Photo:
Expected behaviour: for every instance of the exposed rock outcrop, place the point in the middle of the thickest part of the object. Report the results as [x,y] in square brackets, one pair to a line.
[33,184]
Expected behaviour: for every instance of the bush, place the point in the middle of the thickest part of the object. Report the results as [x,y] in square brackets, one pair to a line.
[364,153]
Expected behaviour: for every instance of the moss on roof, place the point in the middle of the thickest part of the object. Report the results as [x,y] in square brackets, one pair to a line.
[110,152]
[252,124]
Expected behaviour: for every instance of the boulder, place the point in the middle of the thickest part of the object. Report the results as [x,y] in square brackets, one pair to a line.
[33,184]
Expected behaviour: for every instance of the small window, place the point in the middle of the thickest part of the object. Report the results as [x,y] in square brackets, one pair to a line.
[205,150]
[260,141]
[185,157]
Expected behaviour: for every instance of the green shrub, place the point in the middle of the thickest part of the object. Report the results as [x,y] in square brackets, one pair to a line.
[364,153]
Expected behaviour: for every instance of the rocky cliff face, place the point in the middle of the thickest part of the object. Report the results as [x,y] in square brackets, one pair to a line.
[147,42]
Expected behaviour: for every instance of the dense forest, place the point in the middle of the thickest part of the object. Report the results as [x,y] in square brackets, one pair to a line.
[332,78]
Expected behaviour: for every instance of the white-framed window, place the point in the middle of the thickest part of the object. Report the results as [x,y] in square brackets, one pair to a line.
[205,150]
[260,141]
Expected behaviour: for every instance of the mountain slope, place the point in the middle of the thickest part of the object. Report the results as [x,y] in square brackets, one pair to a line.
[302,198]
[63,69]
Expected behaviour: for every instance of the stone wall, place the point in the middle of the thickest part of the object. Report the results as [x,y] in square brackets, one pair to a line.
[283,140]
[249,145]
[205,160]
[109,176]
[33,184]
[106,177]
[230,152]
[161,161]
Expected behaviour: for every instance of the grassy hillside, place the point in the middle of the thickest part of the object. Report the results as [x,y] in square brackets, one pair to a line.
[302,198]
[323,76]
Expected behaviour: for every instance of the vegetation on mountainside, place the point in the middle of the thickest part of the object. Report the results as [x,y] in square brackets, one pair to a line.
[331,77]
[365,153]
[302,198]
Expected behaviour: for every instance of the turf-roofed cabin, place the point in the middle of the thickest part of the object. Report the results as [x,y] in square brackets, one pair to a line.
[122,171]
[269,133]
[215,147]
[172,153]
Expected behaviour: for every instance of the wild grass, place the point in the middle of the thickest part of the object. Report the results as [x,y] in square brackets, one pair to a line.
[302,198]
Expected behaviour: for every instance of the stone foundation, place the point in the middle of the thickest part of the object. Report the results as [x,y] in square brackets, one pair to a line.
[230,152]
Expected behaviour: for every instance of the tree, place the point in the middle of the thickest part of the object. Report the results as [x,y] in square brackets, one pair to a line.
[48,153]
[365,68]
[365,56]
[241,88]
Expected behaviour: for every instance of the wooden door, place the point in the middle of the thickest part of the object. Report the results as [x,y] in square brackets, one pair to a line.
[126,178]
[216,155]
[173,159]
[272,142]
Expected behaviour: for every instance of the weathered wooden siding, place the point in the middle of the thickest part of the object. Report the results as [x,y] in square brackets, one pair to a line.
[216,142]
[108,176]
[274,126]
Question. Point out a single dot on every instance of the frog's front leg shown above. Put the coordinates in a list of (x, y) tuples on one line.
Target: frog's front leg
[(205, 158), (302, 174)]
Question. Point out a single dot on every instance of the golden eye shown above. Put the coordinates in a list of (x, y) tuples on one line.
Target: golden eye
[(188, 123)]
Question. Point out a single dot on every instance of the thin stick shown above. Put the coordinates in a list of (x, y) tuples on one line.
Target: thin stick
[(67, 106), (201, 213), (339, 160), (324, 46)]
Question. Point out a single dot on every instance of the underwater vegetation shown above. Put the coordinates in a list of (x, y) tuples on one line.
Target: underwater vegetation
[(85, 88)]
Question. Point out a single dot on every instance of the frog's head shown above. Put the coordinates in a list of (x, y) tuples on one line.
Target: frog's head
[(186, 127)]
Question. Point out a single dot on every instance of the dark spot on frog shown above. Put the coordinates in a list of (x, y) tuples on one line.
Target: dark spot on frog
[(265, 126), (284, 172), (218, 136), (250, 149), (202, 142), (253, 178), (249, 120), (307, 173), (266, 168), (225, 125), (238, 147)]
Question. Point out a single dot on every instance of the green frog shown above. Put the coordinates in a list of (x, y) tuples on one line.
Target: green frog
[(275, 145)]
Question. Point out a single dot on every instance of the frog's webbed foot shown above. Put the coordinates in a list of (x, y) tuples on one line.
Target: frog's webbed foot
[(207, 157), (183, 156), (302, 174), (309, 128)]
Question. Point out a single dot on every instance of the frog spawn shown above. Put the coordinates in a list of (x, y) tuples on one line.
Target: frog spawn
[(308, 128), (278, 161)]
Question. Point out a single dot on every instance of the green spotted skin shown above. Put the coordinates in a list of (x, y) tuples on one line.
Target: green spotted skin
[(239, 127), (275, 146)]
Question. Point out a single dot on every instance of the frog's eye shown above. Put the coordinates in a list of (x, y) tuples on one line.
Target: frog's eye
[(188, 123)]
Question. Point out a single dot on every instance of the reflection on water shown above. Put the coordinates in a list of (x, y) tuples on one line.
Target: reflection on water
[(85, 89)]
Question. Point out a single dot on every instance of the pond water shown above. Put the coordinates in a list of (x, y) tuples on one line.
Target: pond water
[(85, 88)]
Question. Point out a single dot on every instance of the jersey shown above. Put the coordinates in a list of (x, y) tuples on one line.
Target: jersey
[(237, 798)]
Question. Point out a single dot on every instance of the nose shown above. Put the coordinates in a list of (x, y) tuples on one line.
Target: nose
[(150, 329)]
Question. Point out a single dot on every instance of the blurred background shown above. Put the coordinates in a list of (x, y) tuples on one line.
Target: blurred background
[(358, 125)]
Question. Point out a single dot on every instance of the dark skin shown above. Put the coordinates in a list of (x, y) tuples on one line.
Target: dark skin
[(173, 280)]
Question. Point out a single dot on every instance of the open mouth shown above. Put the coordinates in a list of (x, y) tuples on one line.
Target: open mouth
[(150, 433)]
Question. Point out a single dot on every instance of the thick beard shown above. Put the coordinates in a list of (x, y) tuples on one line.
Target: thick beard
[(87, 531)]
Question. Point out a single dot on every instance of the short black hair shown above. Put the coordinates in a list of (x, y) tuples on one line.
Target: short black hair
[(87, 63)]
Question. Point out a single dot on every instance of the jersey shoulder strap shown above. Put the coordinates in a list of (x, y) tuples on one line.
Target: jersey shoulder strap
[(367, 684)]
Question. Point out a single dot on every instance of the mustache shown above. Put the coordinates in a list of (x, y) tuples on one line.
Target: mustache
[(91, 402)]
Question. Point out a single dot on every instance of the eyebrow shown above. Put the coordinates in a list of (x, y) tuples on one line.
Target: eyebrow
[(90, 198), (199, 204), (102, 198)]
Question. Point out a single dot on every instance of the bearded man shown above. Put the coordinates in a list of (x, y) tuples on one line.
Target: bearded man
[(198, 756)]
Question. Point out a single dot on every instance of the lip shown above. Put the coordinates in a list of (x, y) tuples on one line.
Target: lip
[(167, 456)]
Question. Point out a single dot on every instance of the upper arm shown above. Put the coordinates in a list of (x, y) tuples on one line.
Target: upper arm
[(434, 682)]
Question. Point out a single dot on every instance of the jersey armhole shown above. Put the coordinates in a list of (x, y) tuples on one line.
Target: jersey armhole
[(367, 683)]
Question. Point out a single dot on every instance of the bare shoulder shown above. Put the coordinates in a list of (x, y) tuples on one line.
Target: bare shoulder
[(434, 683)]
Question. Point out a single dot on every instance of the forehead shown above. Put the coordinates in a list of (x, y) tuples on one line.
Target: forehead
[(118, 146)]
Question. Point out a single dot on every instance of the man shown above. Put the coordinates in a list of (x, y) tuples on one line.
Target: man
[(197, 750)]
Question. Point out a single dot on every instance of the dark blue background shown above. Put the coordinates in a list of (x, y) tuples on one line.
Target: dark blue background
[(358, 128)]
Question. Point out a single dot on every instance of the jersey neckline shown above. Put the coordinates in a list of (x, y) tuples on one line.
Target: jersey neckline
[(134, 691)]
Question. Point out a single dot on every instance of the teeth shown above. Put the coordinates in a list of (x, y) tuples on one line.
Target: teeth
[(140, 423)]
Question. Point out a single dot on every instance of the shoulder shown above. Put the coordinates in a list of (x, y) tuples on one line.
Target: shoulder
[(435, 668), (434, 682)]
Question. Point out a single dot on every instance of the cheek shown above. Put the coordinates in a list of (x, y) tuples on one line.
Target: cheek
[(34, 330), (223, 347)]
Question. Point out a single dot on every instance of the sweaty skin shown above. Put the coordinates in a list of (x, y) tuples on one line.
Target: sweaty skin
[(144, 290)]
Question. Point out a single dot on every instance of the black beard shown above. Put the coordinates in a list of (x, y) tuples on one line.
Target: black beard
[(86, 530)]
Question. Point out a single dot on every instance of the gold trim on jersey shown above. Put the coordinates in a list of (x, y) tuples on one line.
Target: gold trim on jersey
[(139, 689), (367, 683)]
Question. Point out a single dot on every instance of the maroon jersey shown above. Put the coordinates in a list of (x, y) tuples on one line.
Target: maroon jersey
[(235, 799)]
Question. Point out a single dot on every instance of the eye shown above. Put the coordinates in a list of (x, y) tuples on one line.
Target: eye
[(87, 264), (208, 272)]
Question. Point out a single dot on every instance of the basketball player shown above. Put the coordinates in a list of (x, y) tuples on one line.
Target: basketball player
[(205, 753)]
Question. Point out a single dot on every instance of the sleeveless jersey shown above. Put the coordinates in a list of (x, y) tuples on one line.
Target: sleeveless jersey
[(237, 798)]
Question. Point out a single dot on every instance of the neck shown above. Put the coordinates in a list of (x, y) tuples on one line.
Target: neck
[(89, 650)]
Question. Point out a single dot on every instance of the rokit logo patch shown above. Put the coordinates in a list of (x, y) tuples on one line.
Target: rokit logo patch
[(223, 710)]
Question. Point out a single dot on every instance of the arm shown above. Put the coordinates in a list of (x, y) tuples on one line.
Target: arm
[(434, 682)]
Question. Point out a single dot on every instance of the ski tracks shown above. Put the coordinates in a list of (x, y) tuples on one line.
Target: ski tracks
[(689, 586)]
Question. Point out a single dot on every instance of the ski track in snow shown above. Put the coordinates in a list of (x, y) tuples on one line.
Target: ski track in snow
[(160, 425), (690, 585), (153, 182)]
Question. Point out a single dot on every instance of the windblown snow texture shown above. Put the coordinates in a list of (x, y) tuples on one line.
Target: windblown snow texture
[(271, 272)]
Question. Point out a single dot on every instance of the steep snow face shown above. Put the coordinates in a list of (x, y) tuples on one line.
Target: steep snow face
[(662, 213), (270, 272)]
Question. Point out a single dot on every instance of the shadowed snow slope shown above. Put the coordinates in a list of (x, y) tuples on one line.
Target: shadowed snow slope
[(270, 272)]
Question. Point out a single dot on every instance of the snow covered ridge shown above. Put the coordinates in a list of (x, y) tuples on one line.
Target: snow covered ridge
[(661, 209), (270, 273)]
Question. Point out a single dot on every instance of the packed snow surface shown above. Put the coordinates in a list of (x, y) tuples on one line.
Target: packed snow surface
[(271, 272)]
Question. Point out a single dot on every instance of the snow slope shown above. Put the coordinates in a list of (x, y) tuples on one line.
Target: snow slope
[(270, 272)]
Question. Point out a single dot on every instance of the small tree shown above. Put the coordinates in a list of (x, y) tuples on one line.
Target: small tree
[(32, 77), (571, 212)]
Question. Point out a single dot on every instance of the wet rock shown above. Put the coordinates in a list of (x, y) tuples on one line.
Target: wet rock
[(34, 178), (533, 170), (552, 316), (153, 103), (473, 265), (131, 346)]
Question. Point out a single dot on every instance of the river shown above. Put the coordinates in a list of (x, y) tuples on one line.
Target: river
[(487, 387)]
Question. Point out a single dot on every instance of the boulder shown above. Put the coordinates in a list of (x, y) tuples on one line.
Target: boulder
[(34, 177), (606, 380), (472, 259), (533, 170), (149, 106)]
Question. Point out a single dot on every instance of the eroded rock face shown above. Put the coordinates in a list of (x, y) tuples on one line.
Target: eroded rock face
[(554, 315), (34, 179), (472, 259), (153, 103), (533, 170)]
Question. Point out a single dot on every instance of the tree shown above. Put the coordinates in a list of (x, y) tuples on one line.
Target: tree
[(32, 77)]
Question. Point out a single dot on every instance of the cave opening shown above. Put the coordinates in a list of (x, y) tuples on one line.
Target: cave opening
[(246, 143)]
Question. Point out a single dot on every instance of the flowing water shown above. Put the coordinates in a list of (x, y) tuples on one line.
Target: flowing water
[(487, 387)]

- - - - - - -

Please rewrite the records as a numbered list, starting with the line with "of the eyebrow" and going on through the line with "[(140, 423)]", both included, and leave out any blank lines.

1. Question. Point out a single dot on every instance of the eyebrow shown above. Put the coordinates in a list of (x, y) tuples on one line.
2. Target: eyebrow
3. [(90, 198), (199, 204), (102, 198)]
4. Question. Point out a single dot on every instance of the bearded man shown above. Put the coordinates in a list of (x, y) tuples on one line.
5. Target: bearded man
6. [(198, 756)]
7. Question. Point out a single dot on every instance of the lip shown above. Put the coordinates in a list of (x, y) tuples on one line.
8. Target: lip
9. [(167, 456)]
10. Question. Point out a single dot on every instance of the upper arm shown above. Put the coordinates in a list of (x, y) tuples on one line.
11. Target: upper arm
12. [(434, 682)]
13. Question. Point out a single dot on every instance of the jersey armhole shown above. Put the coordinates in a list of (x, y) tuples on one line.
14. Target: jersey armhole
15. [(367, 683)]
16. Question. Point out a single dot on every instance of the bare shoulder shown above. Put the coordinates in a list of (x, y) tuples on one line.
17. Target: bare shoulder
18. [(434, 683)]
19. Question. Point out a single dot on every instance of the forehead shown above. Put the coordinates in a list of (x, y) tuples on one line.
20. Target: forehead
21. [(118, 146)]
22. Question. Point out a single dot on every instance of the man shown above. Put the coordinates in a list of (x, y) tuples on one line.
23. Target: man
24. [(197, 750)]
25. Question. Point out a single dot on every instance of the dark blue background shown above. Put the coordinates in a list of (x, y) tuples on one line.
26. Target: dark blue background
27. [(358, 128)]
28. Question. Point out a single dot on every instance of the jersey neckline shown above. Put the coordinates in a list of (x, y) tuples on one line.
29. Target: jersey neckline
30. [(134, 691)]
31. Question. Point out a single dot on every instance of the teeth shown above. Put the coordinates in a list of (x, y) tuples on one line.
32. Target: teeth
33. [(140, 423)]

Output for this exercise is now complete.